[Information shown — start]
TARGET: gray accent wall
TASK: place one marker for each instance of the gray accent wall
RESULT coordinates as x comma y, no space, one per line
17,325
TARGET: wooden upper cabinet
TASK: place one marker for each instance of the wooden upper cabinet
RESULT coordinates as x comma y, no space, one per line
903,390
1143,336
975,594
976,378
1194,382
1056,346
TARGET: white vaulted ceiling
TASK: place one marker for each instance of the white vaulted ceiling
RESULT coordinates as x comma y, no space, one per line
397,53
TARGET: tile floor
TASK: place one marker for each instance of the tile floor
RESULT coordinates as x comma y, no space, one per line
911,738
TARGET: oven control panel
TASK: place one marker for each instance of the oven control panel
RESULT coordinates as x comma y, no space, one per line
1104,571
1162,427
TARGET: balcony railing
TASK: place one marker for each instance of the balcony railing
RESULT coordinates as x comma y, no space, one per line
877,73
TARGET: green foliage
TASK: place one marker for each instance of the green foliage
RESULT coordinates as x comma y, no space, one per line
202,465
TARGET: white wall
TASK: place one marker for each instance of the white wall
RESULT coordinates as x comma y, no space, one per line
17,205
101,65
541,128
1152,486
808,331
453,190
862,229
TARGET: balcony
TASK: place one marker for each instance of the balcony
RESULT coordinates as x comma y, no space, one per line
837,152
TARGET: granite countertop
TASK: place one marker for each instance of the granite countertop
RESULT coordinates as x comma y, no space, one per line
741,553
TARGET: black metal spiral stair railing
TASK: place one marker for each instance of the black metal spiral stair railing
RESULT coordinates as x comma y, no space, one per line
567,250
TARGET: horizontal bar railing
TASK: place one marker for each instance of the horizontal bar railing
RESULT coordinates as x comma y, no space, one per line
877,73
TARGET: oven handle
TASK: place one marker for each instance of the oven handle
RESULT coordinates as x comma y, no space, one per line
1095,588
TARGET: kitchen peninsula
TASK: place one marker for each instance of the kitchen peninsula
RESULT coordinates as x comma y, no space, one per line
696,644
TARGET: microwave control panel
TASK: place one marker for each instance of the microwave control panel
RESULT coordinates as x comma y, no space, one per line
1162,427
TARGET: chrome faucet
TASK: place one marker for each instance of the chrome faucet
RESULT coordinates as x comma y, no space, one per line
[Information shown — finish]
* Requirement *
Output each line of the entries exactly, so that nothing is lost.

* Reply to the task *
TARGET: gray accent wall
TASK: place one marker for each instance of the gray accent wall
RESULT coordinates as x comma y, no space, one per line
17,325
TARGET: wooden upper cabinet
TASK: place one marker for each instance of the wooden upper cabinet
RESULT coordinates as x comma y, no space, one per line
903,390
1143,336
975,594
976,378
1194,382
1056,346
TARGET: white vaulted ceiling
TASK: place one marker for each instance of the white vaulted ceiling
RESULT coordinates as x comma y, no space, one per line
397,53
TARGET: tile floor
TASK: place one marker for each instance of the tile floor
RESULT coordinates as x comma y, no space, one per line
911,738
TARGET: oven control panel
TASK: place one marker for each instance of the oven control panel
RESULT coordinates as x comma y, no space, one per line
1104,571
1162,427
TARGET: balcony railing
TASK: place one marker for each instance of the balcony railing
RESULT coordinates as x comma y, no space, one per line
877,73
TARGET: green foliage
TASK: place one marker for each instance of the green foliage
RESULT coordinates as x comma y, no space, one per line
202,465
TARGET: white wall
TASK: place one marker for each instance of the white wall
RESULT coordinates as x comma y, no space, one per line
17,205
101,65
541,128
1152,486
808,331
453,190
862,229
TARGET: balcony
TASK: place one marker for each instance of the balcony
RESULT coordinates as x comma y, no space, one per line
837,152
TARGET: granite countertop
TASK: place one marker for each instance of the granite countertop
RESULT coordinates as x comma y, no space, one per line
741,553
TARGET: black metal spiral stair railing
TASK: place one marker for each instance of the black metal spiral stair railing
RESULT coordinates as x comma y, no space, one per line
567,250
TARGET: horizontal bar railing
TASK: place one marker for each instance of the horizontal bar railing
RESULT coordinates as x comma y, no space, one per line
877,73
TARGET: oven handle
TASK: place one marker for each instance of the oven handle
RESULT coordinates as x comma y, no space, one per line
1095,588
TARGET: kitchen peninsula
TASK: place one marker for each instance of the kitchen peninsula
RESULT coordinates as x comma y, no space, one per line
696,644
TARGET: microwave control panel
TASK: place one marker for each instance of the microwave control panel
RESULT coordinates as x comma y, no space, one per line
1162,427
TARGET: chrome faucet
TASK: place one marker for each instance of the chrome faucet
RESULT coordinates as x comma y, no space, one per line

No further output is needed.